[Tu tarea] Devuelve completo y sin ningún cambio el texto que sigue sobre Fernando Simón como portavoz del comité técnico de la epidemia.

[Fragmento de texto]
::::

Ignacio Camacho-ABC

  • El portavoz se ha convertido en cómplice necesario de una estrategia del engaño. En vez de confianza, inspira rechazo

Existen desde hace tiempo motivos para sospechar que La Moncloa mantiene a Fernando Simón como portavoz del «comité técnico» de la epidemia para divertir a los españoles durante este largo encierro. O al menos para que la cólera social no se traslade hacia más altos responsables del desconcierto que siembra la inoperante actuación del Gobierno. Las explicaciones del doctor han entrado ya directamente en el terreno de la comicidad y el entretenimiento; a menudo aparece en pantalla como un trasunto posmoderno de aquel Gene Wilder de «No me mientas que te creo», capaz de sostener con el mayor desparpajo argumentos propios de un sainete de enredo. Ayer se superó a sí mismo con lo del «accidente de tráfico enorme» -¡¡durante

el confinamiento!!- que podría haber descuadrado el cómputo oficial de muertos. Una explicación piadosa podría atribuir sus cada vez más frecuentes dislates a lapsus propios del estado de agotamiento, pero la lista es demasiado larga para admitir un dictamen benévolo, y si está cansado se trataría de una razón más para su relevo. En otras ocasiones ha sobrepasado su papel de mero informante aséptico para asumir postulados políticos de sesgo bien concreto. Por ejemplo, cuando declaró secretos los nombres de los integrantes del comité de expertos, o cuando se permitió calificar de «indecentes» a los medios que destacaron unos hechos -las órdenes a la Guardia Civil para perseguir bulos- absolutamente ciertos. Ha perdido todo crédito; su continuidad banaliza una catástrofe que tiene en vilo al país entero.

::::

[Datos del ejercicio]

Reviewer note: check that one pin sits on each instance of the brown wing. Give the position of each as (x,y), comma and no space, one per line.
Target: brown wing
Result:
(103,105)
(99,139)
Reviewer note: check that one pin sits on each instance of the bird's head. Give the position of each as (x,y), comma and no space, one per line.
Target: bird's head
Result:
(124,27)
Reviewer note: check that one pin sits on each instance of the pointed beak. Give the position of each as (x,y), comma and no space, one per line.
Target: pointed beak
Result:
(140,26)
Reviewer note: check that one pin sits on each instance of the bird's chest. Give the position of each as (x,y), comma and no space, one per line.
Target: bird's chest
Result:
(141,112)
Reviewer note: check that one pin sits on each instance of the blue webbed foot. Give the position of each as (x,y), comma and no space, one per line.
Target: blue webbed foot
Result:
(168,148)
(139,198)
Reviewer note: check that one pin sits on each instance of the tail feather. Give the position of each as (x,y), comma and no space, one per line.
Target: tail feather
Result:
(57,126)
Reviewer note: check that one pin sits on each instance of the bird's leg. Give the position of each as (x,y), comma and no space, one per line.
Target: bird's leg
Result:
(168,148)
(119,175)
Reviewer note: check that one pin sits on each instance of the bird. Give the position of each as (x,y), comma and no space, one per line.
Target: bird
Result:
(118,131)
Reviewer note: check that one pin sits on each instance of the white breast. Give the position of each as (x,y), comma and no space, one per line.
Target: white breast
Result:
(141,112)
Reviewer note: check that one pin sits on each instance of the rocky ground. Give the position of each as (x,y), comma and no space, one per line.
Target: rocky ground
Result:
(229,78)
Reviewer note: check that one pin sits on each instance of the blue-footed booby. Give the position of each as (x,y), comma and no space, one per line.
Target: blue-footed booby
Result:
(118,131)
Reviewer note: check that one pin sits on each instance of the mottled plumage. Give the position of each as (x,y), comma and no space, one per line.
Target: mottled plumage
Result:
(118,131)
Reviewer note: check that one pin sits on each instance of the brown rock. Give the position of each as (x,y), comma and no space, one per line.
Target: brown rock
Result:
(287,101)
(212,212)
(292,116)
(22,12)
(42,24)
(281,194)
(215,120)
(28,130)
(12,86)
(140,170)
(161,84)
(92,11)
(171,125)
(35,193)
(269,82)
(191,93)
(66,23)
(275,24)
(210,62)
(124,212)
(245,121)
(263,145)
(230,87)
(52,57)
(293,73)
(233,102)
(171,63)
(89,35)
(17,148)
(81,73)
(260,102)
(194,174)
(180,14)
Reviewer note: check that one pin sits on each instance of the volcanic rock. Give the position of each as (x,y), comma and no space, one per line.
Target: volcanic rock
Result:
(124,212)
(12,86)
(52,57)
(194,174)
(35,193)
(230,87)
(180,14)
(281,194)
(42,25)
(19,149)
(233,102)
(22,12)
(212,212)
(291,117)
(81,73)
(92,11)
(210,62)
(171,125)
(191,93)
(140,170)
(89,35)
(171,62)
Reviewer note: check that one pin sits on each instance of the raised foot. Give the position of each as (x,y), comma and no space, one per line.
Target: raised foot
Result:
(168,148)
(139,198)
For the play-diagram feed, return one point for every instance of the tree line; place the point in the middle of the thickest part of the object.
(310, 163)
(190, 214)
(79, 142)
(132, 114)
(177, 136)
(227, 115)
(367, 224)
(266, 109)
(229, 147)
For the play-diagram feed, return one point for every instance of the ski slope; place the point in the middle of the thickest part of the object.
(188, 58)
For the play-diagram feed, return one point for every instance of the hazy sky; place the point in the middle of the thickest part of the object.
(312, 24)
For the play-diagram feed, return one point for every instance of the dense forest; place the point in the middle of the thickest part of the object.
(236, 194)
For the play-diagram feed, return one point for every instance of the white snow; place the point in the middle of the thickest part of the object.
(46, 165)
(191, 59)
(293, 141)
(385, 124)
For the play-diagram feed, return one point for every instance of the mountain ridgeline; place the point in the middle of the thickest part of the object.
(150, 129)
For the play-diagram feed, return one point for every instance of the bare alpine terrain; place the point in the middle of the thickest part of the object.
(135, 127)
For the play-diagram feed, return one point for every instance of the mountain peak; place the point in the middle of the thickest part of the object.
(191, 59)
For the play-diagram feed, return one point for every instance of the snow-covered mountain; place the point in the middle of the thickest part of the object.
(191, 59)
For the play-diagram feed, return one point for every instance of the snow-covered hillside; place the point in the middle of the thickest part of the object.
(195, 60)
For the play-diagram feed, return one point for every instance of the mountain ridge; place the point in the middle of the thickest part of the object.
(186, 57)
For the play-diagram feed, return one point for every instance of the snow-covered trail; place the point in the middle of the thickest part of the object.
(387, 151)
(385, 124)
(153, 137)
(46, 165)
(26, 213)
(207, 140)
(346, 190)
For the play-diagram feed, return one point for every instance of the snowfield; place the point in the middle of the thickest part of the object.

::::

[Respuesta]
Ignacio Camacho-ABC

  • El portavoz se ha convertido en cómplice necesario de una estrategia del engaño. En vez de confianza, inspira rechazo

Existen desde hace tiempo motivos para sospechar que La Moncloa mantiene a Fernando Simón como portavoz del «comité técnico» de la epidemia para divertir a los españoles durante este largo encierro. O al menos para que la cólera social no se traslade hacia más altos responsables del desconcierto que siembra la inoperante actuación del Gobierno. Las explicaciones del doctor han entrado ya directamente en el terreno de la comicidad y el entretenimiento; a menudo aparece en pantalla como un trasunto posmoderno de aquel Gene Wilder de «No me mientas que te creo», capaz de sostener con el mayor desparpajo argumentos propios de un sainete de enredo. Ayer se superó a sí mismo con lo del «accidente de tráfico enorme» -¡¡durante

el confinamiento!!- que podría haber descuadrado el cómputo oficial de muertos. Una explicación piadosa podría atribuir sus cada vez más frecuentes dislates a lapsus propios del estado de agotamiento, pero la lista es demasiado larga para admitir un dictamen benévolo, y si está cansado se trataría de una razón más para su relevo. En otras ocasiones ha sobrepasado su papel de mero informante aséptico para asumir postulados políticos de sesgo bien concreto. Por ejemplo, cuando declaró secretos los nombres de los integrantes del comité de expertos, o cuando se permitió calificar de «indecentes» a los medios que destacaron unos hechos -las órdenes a la Guardia Civil para perseguir bulos- absolutamente ciertos. Ha perdido todo crédito; su continuidad banaliza una catástrofe que tiene en vilo al país entero.